Directions: The records that follow must be repeated verbatim, every one of them.

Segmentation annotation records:
● ● ● ● ●

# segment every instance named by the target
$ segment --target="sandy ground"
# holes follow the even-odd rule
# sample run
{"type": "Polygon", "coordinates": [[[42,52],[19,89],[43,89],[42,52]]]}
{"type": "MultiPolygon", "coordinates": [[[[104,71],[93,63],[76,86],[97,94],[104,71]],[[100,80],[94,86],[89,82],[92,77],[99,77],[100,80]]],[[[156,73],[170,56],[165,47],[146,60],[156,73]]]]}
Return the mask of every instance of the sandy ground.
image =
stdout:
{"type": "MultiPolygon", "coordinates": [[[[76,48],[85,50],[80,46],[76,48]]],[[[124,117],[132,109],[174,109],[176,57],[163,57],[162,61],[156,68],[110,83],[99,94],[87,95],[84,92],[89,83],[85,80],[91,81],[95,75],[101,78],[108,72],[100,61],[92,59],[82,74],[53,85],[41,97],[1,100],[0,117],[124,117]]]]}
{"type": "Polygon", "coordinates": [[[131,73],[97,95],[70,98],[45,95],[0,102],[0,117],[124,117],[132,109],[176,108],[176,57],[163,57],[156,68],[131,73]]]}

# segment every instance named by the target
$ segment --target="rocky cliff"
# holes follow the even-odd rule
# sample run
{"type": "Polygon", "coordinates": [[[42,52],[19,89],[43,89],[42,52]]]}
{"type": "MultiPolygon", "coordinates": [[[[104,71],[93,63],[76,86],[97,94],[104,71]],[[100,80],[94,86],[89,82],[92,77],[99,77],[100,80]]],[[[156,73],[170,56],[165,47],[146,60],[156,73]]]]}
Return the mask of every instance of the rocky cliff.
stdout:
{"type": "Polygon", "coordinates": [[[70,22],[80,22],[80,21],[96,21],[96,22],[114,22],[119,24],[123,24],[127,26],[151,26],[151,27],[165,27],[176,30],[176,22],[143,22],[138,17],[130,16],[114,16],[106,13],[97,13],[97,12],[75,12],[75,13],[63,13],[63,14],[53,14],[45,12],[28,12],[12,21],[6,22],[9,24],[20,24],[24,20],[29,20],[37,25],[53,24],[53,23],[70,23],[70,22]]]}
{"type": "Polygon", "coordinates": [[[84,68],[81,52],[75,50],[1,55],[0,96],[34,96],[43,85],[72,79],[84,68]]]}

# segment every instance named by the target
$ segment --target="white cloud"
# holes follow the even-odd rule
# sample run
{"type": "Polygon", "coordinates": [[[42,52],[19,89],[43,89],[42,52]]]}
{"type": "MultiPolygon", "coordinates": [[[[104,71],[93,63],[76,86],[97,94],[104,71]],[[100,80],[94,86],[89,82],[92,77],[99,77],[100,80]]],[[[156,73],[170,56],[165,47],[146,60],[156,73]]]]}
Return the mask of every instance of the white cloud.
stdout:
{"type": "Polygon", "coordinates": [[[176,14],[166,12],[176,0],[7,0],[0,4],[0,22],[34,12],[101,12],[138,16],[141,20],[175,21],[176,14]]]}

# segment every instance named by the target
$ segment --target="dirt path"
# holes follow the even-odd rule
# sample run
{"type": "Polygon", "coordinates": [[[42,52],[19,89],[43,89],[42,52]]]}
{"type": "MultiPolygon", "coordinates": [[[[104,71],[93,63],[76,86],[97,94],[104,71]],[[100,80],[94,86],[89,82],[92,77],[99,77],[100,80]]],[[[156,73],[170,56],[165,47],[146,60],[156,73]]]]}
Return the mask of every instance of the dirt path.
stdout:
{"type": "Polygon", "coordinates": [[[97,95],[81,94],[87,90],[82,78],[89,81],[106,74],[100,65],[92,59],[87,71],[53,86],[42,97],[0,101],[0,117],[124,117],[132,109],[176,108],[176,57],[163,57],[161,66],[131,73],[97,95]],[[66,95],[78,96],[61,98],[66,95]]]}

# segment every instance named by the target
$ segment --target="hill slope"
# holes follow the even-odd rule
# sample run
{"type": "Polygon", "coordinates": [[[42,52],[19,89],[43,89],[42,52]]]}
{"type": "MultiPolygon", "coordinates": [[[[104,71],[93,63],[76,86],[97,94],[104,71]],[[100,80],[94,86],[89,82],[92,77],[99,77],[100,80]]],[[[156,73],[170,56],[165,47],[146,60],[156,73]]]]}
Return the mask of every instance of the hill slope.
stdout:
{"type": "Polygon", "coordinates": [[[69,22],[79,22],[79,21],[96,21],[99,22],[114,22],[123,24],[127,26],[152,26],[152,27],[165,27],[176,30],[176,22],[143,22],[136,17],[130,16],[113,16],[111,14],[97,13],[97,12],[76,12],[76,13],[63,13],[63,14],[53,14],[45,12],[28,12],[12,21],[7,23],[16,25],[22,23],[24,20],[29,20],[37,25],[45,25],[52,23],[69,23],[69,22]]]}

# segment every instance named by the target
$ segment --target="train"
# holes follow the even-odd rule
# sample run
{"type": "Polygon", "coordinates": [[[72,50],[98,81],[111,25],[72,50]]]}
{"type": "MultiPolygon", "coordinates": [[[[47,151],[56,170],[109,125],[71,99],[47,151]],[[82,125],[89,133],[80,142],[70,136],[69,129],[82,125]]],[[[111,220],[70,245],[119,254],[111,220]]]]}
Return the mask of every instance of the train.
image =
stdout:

● ● ● ● ●

Result of the task:
# segment every instance named by the target
$ segment --target="sandy ground"
# holes follow the even-odd rule
# sample run
{"type": "Polygon", "coordinates": [[[42,52],[19,89],[43,89],[42,52]]]}
{"type": "MultiPolygon", "coordinates": [[[[104,71],[93,63],[76,86],[97,94],[104,71]],[[100,80],[94,86],[89,82],[92,77],[99,77],[100,80]]],[[[156,73],[170,56],[165,47],[146,60],[156,73]]]]}
Return the mask of every instance of the sandy ground.
image =
stdout:
{"type": "MultiPolygon", "coordinates": [[[[76,48],[85,50],[80,46],[76,48]]],[[[124,117],[132,109],[174,109],[176,57],[163,57],[162,61],[156,68],[110,83],[99,94],[87,95],[84,92],[89,83],[85,80],[91,81],[95,75],[101,78],[108,72],[100,61],[92,59],[82,74],[53,85],[41,97],[1,100],[0,117],[124,117]]]]}
{"type": "Polygon", "coordinates": [[[131,73],[97,95],[70,98],[45,95],[0,102],[0,117],[124,117],[132,109],[176,108],[176,57],[163,57],[156,68],[131,73]]]}

# segment every instance named by the target
$ segment --target="rocky cliff"
# holes follow the even-odd rule
# sample run
{"type": "Polygon", "coordinates": [[[42,52],[19,89],[43,89],[42,52]]]}
{"type": "MultiPolygon", "coordinates": [[[[104,71],[93,63],[76,86],[97,94],[104,71]],[[100,80],[94,86],[89,82],[92,77],[99,77],[100,80]]],[[[156,73],[170,56],[165,47],[146,60],[156,73]]]]}
Return the mask of every instance of the rocky cliff.
stdout:
{"type": "Polygon", "coordinates": [[[70,22],[80,22],[80,21],[96,21],[96,22],[114,22],[119,24],[123,24],[127,26],[151,26],[151,27],[165,27],[176,30],[176,22],[143,22],[138,17],[130,16],[114,16],[106,13],[97,13],[97,12],[75,12],[75,13],[63,13],[63,14],[53,14],[45,12],[28,12],[12,21],[6,22],[9,24],[20,24],[24,20],[29,20],[37,25],[53,24],[53,23],[70,23],[70,22]]]}
{"type": "Polygon", "coordinates": [[[84,68],[81,52],[75,50],[1,55],[0,96],[34,96],[43,85],[72,79],[84,68]]]}

# segment every instance named by the target
$ segment --target="white cloud"
# holes follow the even-odd rule
# sample run
{"type": "Polygon", "coordinates": [[[42,52],[19,89],[43,89],[42,52]]]}
{"type": "MultiPolygon", "coordinates": [[[[104,71],[93,63],[76,86],[97,94],[104,71]],[[100,80],[94,86],[89,82],[92,77],[99,77],[100,80]]],[[[156,73],[170,56],[165,47],[146,60],[156,73]]]]}
Return the mask of every instance of the white cloud.
stdout:
{"type": "Polygon", "coordinates": [[[176,14],[166,12],[176,0],[7,0],[0,4],[0,22],[34,12],[101,12],[138,16],[141,20],[175,21],[176,14]]]}

# segment every instance named by the target
$ segment --target="dirt path"
# holes follow the even-odd rule
# sample run
{"type": "Polygon", "coordinates": [[[42,52],[19,89],[43,89],[42,52]]]}
{"type": "MultiPolygon", "coordinates": [[[[104,71],[93,63],[76,86],[97,94],[104,71]],[[100,80],[94,86],[89,82],[92,77],[99,77],[100,80]]],[[[156,73],[170,56],[165,47],[146,60],[156,73]]]]}
Return the mask of every instance of the dirt path.
stdout:
{"type": "Polygon", "coordinates": [[[97,95],[81,94],[87,90],[82,78],[89,81],[106,74],[100,65],[92,59],[87,71],[53,86],[42,97],[0,101],[0,117],[124,117],[132,109],[176,108],[176,57],[163,57],[161,66],[131,73],[97,95]],[[66,95],[78,96],[61,98],[66,95]]]}

# segment every instance named by the target
$ segment --target="hill slope"
# holes follow the even-odd rule
# sample run
{"type": "Polygon", "coordinates": [[[42,52],[19,89],[43,89],[42,52]]]}
{"type": "MultiPolygon", "coordinates": [[[[104,71],[93,63],[76,86],[97,94],[104,71]],[[100,80],[94,86],[89,82],[92,77],[99,77],[100,80]]],[[[156,73],[170,56],[165,47],[146,60],[156,73]]]]}
Return the mask of every instance of the hill slope.
stdout:
{"type": "Polygon", "coordinates": [[[69,22],[79,22],[79,21],[96,21],[99,22],[114,22],[123,24],[127,26],[152,26],[152,27],[165,27],[176,30],[176,22],[143,22],[136,17],[130,16],[113,16],[111,14],[97,13],[97,12],[76,12],[76,13],[63,13],[63,14],[53,14],[45,12],[28,12],[12,21],[7,23],[16,25],[22,23],[24,20],[29,20],[37,25],[45,25],[52,23],[69,23],[69,22]]]}

# segment every instance named by the target
$ segment --target="train"
# holes follow the even-odd rule
# sample run
{"type": "Polygon", "coordinates": [[[72,50],[98,81],[111,25],[72,50]]]}
{"type": "MultiPolygon", "coordinates": [[[[47,151],[56,170],[109,125],[71,99],[47,151]],[[82,125],[89,133],[80,142],[70,136],[69,129],[82,125]]],[[[111,220],[70,245],[119,254],[111,220]]]]}
Return the mask of every instance of the train.
image =
stdout:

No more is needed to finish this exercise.